## Task goal
Pick out each line of the material below that contains the word "tile" and copy it.

Extracted records
• • •
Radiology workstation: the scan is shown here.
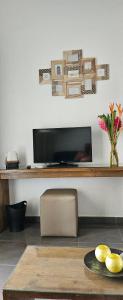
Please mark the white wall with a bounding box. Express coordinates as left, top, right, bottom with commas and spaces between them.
0, 0, 123, 216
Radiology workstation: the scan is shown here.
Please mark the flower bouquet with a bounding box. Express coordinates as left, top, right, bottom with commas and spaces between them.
98, 103, 123, 167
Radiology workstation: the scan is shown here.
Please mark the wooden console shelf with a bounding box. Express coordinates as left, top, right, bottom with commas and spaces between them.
0, 167, 123, 179
0, 167, 123, 232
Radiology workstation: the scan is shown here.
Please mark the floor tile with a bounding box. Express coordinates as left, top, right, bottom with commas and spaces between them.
0, 290, 3, 300
78, 227, 121, 244
0, 241, 26, 266
0, 265, 15, 290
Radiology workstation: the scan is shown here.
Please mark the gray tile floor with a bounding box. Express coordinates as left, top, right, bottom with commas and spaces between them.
0, 223, 123, 300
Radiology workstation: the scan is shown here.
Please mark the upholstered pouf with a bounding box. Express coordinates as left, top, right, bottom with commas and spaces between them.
40, 189, 78, 237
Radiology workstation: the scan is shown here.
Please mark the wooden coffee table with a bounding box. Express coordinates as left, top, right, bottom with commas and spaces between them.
3, 246, 123, 300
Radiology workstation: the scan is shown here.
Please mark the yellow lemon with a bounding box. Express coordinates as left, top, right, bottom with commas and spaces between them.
95, 245, 111, 262
105, 253, 123, 273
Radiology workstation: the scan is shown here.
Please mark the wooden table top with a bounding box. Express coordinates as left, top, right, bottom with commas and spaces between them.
4, 246, 123, 296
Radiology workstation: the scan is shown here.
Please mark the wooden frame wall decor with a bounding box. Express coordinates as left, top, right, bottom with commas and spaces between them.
96, 64, 109, 80
64, 64, 81, 81
39, 68, 51, 84
51, 60, 64, 80
65, 82, 82, 98
81, 57, 96, 75
63, 49, 82, 64
82, 78, 96, 94
39, 49, 109, 98
52, 80, 65, 96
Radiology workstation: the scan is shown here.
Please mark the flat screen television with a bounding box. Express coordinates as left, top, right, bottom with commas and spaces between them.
33, 127, 92, 164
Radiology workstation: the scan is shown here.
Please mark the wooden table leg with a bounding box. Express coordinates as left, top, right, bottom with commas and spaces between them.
0, 179, 9, 232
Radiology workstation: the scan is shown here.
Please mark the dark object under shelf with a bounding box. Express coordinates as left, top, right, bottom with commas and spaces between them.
6, 201, 27, 232
6, 161, 19, 170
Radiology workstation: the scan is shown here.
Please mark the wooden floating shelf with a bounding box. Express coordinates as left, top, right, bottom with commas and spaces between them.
0, 167, 123, 180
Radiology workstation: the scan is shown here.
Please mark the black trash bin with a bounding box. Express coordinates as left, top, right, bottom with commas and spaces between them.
6, 201, 27, 231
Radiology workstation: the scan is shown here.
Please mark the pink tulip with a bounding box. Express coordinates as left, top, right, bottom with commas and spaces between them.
98, 118, 108, 131
114, 117, 121, 130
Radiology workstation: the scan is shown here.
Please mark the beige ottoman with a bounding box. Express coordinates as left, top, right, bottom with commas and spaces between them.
40, 189, 78, 237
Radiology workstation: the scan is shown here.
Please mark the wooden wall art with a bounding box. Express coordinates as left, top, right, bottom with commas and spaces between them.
39, 49, 109, 99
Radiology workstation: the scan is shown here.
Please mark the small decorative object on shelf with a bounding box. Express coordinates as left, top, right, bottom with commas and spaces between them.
98, 103, 123, 167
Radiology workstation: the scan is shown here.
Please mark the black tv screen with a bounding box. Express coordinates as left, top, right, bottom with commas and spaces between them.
33, 127, 92, 163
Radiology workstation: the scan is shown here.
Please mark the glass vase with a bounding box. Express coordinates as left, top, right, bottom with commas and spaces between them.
110, 143, 119, 168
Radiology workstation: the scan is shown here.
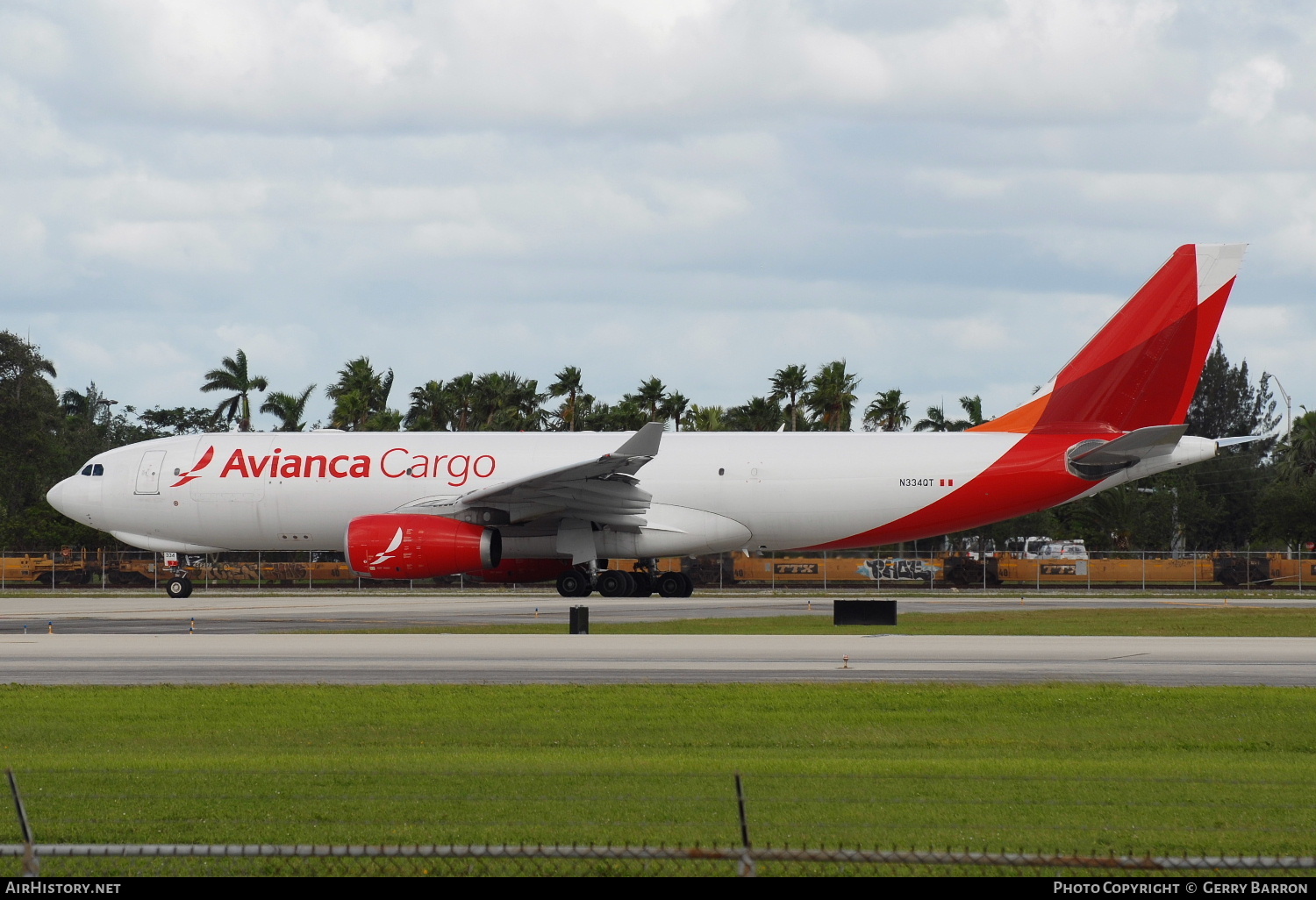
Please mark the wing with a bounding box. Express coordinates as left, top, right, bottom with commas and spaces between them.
392, 423, 663, 528
1069, 425, 1189, 481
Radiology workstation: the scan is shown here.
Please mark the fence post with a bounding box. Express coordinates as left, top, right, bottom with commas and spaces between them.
736, 773, 758, 878
4, 768, 41, 878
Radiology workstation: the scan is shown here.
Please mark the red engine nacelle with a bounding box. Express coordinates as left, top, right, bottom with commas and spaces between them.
347, 513, 503, 578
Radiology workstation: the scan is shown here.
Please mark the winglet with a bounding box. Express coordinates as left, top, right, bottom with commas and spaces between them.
608, 423, 666, 457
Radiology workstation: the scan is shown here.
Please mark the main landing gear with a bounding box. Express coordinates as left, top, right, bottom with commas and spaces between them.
• • •
## In response
Please mark the floor tile with a bounding box. Express coordinates as left, top, right, bottom with commas and spaces between them.
Please mark the gray tile floor with a bounding box. Express coordinates as left, top, right, bottom with commas and spaces between them.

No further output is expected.